**Problem details:**
Extract the final stretch of the data: the line that contains "Drone-based agricultural survey in progress. Pinpoint cyclist" and every line after it, unaltered, and no other lines.

──────── Information supplied

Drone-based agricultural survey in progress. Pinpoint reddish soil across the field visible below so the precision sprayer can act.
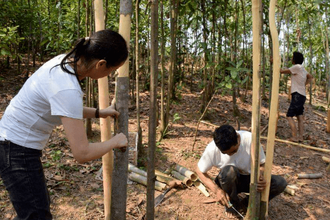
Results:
[0,64,330,220]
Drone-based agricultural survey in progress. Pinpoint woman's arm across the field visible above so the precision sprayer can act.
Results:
[280,69,292,74]
[61,117,128,163]
[83,105,119,118]
[305,73,314,85]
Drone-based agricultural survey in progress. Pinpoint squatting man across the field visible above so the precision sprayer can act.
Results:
[196,125,287,217]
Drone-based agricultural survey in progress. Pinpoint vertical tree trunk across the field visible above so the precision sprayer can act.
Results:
[111,0,132,220]
[163,0,177,136]
[147,0,158,220]
[159,0,166,141]
[200,0,209,113]
[232,0,240,116]
[260,0,281,219]
[135,0,144,161]
[90,0,113,220]
[85,0,90,36]
[77,0,80,39]
[246,0,262,220]
[325,6,330,102]
[308,16,313,105]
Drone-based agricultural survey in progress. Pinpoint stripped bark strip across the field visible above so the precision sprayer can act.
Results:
[94,0,113,220]
[260,0,281,219]
[110,0,132,220]
[246,0,262,219]
[128,172,166,192]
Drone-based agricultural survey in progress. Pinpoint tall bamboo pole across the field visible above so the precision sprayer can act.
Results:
[147,0,158,220]
[94,0,113,220]
[111,0,132,220]
[260,0,281,219]
[246,0,262,219]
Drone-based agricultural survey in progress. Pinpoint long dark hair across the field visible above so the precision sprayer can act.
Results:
[213,125,238,152]
[60,29,128,75]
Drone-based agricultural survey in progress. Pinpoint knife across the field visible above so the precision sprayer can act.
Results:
[155,181,183,207]
[228,202,244,218]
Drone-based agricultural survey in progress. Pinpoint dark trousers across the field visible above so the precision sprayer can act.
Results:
[0,141,52,220]
[215,166,287,206]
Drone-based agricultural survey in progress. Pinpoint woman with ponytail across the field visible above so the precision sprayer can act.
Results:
[0,30,128,220]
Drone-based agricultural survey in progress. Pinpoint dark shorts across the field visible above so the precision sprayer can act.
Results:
[286,92,306,117]
[214,165,287,206]
[0,141,52,220]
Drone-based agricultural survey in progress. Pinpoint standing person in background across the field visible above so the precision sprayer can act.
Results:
[280,52,313,142]
[0,30,128,220]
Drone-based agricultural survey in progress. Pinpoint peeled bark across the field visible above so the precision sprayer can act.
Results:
[90,0,113,220]
[111,0,132,220]
[260,0,281,219]
[246,0,262,219]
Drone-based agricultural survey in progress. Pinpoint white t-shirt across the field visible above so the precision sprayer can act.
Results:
[0,55,83,150]
[198,131,265,174]
[289,64,307,96]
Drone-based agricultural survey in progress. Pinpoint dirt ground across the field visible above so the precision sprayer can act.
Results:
[0,64,330,220]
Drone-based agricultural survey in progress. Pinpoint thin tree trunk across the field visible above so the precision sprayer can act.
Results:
[135,0,144,164]
[325,7,330,103]
[200,0,209,113]
[147,0,158,220]
[90,0,113,220]
[260,0,281,219]
[308,16,313,105]
[163,0,177,136]
[159,0,166,141]
[111,0,132,220]
[246,0,262,217]
[77,0,80,39]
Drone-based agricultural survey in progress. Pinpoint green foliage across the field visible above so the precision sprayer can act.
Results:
[161,113,181,139]
[50,150,62,162]
[216,60,249,93]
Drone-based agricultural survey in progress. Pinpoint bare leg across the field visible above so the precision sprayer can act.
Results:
[297,115,304,141]
[287,117,298,142]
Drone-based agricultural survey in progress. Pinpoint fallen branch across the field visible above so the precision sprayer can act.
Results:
[155,170,179,185]
[260,124,268,134]
[171,171,192,186]
[175,164,197,181]
[298,173,323,179]
[128,163,147,177]
[260,136,330,153]
[194,181,210,197]
[128,172,166,192]
[313,111,327,121]
[284,187,295,196]
[322,156,330,163]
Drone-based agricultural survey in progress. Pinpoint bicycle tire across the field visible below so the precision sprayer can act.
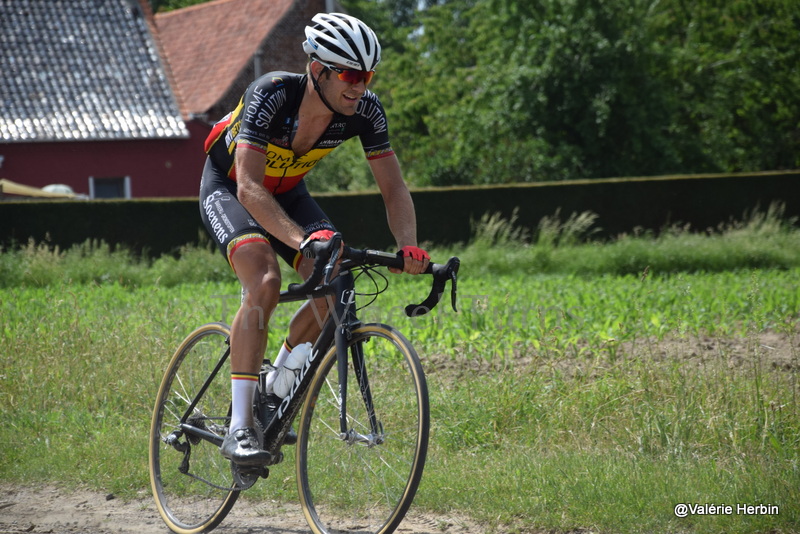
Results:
[149,323,239,534]
[296,324,430,534]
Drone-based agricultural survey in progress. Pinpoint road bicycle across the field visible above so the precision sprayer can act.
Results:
[149,233,460,534]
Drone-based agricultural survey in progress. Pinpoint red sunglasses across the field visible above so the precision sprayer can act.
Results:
[317,60,375,85]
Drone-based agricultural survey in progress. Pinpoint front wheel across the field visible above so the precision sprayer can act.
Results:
[150,323,239,534]
[297,324,430,534]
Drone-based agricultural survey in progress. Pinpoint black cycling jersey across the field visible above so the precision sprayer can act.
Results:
[205,72,394,194]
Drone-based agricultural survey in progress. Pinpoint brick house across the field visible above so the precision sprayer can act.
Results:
[0,0,334,198]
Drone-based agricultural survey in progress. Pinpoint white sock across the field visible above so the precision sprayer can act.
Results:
[265,340,294,394]
[228,373,258,434]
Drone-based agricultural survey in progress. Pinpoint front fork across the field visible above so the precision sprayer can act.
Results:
[333,271,382,445]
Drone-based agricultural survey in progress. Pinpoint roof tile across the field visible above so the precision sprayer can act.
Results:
[0,0,189,142]
[156,0,302,114]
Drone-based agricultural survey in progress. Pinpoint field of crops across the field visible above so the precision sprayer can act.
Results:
[0,211,800,532]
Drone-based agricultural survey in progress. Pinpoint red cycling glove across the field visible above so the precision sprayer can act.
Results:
[303,230,334,242]
[300,230,334,258]
[397,245,431,261]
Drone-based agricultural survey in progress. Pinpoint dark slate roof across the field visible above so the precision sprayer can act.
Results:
[0,0,189,142]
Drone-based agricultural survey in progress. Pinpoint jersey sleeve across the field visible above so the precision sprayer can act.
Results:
[236,74,288,152]
[356,91,394,159]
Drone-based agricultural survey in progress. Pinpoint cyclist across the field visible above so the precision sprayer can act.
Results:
[200,13,430,466]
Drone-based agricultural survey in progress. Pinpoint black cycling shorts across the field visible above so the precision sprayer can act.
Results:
[200,158,335,270]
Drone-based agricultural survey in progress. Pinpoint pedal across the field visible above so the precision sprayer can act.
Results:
[231,462,269,491]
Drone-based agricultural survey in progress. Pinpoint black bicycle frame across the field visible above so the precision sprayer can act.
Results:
[180,270,388,453]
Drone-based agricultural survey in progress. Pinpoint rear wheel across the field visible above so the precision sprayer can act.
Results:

────────────────

**Answer to the exercise:**
Drone-based agricultural survey in progress. Pinpoint cyclist across the field visible above so the precision sprayer can act.
Results:
[200,13,430,466]
Drone-based agricultural survey in progress. Pinpoint black cycling shorts across the field visible above so the precision sprayer can act.
Results:
[200,158,335,270]
Drone-based agricultural survey in progress. Pinpoint pedal across the field visible above so the precision sprayer can act.
Results:
[231,462,269,491]
Drone-based agricultural survey in progress. Pinpoint black bicycle frame across the field visible above so the precision sprayer can act.
Results:
[180,270,388,453]
Drone-based agricultural survey in progress. Pinpoint rear wheel across the field visible above so the precision sprayer can act.
Results:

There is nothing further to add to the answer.